Look below for the line that contains "each like (921,371).", then quote it and all the lines after it, exactly, with the pictures left out.

*LISTED RECORDS*
*****

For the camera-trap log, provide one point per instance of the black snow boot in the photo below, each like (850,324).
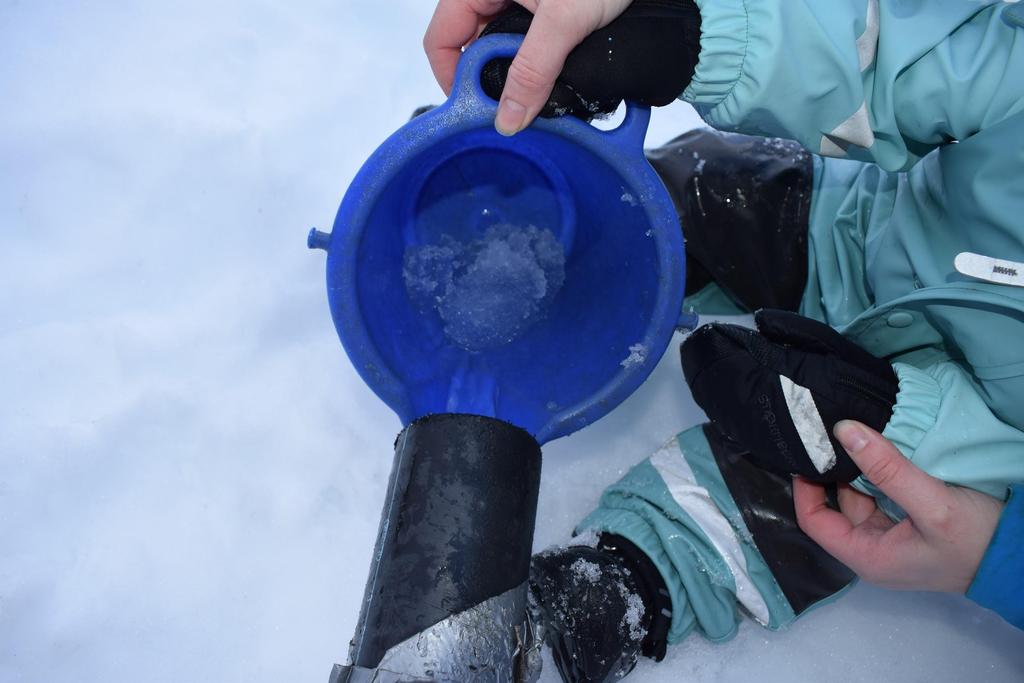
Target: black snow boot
(600,608)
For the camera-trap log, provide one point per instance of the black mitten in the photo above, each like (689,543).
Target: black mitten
(778,391)
(646,55)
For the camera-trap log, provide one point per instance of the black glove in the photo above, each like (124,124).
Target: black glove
(646,55)
(743,204)
(600,608)
(778,391)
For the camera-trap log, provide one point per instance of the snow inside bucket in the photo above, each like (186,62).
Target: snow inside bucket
(535,279)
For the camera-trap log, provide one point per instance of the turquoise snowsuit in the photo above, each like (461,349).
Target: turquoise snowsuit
(915,114)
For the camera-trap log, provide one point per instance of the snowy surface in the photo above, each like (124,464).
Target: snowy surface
(190,472)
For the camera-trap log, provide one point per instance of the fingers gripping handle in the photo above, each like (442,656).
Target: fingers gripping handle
(467,93)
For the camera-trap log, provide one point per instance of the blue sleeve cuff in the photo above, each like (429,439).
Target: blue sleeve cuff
(999,581)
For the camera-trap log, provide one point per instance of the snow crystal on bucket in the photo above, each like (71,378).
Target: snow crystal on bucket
(487,291)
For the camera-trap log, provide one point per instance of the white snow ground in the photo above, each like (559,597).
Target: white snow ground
(190,472)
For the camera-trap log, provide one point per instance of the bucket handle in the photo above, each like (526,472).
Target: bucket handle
(467,93)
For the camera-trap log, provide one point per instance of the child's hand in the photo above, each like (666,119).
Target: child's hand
(937,548)
(558,27)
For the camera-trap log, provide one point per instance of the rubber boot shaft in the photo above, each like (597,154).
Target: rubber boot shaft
(457,527)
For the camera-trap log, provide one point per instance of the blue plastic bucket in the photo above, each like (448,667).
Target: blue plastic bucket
(536,279)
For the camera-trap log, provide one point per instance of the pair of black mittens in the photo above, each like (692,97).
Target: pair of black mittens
(777,391)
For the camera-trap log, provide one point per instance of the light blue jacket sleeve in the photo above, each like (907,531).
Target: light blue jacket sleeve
(1000,577)
(866,79)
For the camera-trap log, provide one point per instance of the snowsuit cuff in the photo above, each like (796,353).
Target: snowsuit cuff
(916,409)
(725,46)
(997,584)
(634,528)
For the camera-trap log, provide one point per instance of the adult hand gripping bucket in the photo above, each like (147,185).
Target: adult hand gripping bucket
(496,293)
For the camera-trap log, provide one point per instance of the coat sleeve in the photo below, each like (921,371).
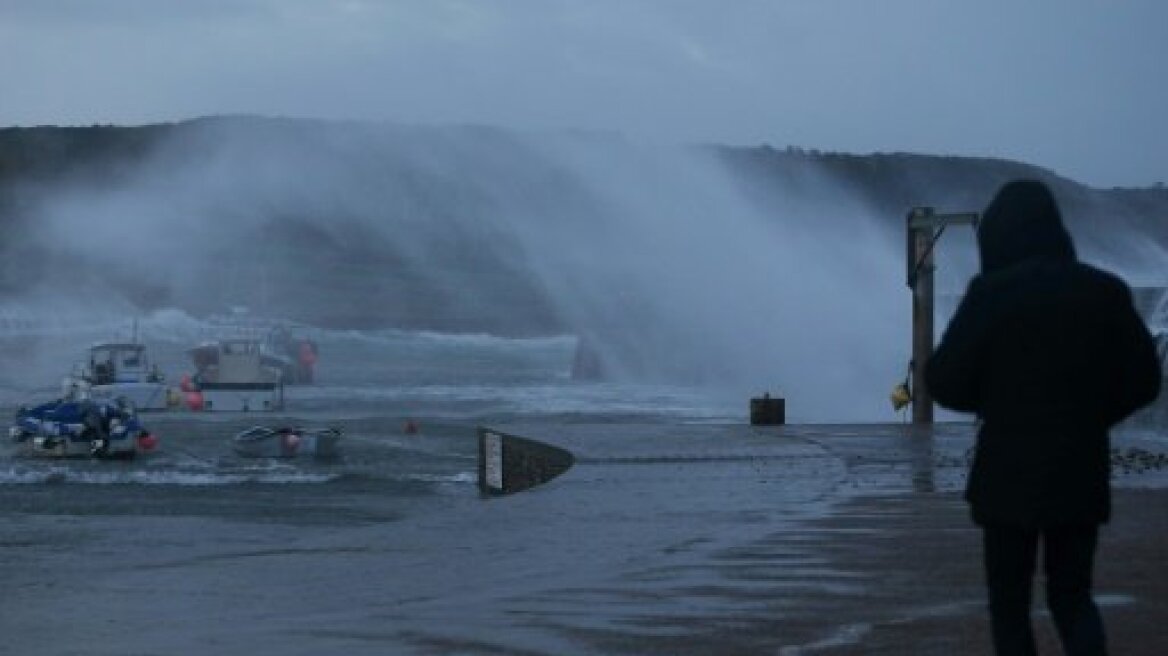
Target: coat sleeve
(953,372)
(1135,376)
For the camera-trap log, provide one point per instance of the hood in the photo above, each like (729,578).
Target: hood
(1021,223)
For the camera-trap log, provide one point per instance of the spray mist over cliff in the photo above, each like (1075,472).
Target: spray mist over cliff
(661,259)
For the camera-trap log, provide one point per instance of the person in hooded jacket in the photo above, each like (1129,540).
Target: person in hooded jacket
(1049,353)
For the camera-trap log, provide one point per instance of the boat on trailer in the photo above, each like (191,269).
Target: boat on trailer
(84,427)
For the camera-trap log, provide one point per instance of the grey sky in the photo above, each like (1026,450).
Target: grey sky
(1073,85)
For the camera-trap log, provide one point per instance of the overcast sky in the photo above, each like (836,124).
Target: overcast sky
(1075,85)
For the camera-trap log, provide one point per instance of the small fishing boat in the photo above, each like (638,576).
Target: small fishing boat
(64,427)
(286,441)
(231,375)
(120,370)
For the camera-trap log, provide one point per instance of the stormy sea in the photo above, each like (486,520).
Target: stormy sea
(453,280)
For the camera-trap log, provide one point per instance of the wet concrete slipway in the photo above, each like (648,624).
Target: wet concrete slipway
(662,538)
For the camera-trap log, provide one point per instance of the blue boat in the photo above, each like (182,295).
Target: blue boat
(97,428)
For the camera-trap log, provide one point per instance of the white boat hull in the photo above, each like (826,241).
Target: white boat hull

*****

*EXPECTED ANSWER*
For the camera-trap log, provide one point per instance of the coat sleeve in the photo below, each like (921,371).
Target: coat sleeve
(953,372)
(1135,376)
For the camera-trap log, provide one point per instance of the hood in the photo above, each like (729,578).
Target: hood
(1021,223)
For the camera-trap log, provide one point per instance of the spray mist over cliff in the photo above, each like (1075,472).
Target: spray mist over cliff
(661,259)
For the camera-trap log, provide one point per instance of the person in hooded jacket in the photo above, each like (1129,540).
Target: person in hooded jacket
(1049,353)
For the camera-trap log, provide one point per instance of the boat on trailer in the photo above, each like (191,269).
Target: boat on trailer
(84,427)
For the camera-trap log, provide one point per instance of the grey sky in the photo above, each like (1026,450).
Target: grey sky
(1073,85)
For the camera-trap log, provide one point per instance of the overcast sky in the photo above, each like (836,124).
Target: overcast sky
(1075,85)
For the camera-trap log, provide one point per instance of the small fishing boat in the photo above, each like (638,576).
Target: small fishing boat
(64,427)
(286,441)
(231,375)
(120,370)
For the camera-trap log, provide one point per instance of the stormy sea in the photo above, each like (486,520).
Target: stormy sea
(453,280)
For the camera-trap log, provide one point per instance of the wet concrete slipway in the photo above, each like (648,624).
Target: wet concrete slipway
(662,538)
For the camera-trap log, provide one point per instance of the blue boat in the photo above, each like (182,295).
Target: blue boat
(97,428)
For the camera-trap log, provide one point per instance of the white boat hull in the photo above, each like (826,241).
Target: white boat hull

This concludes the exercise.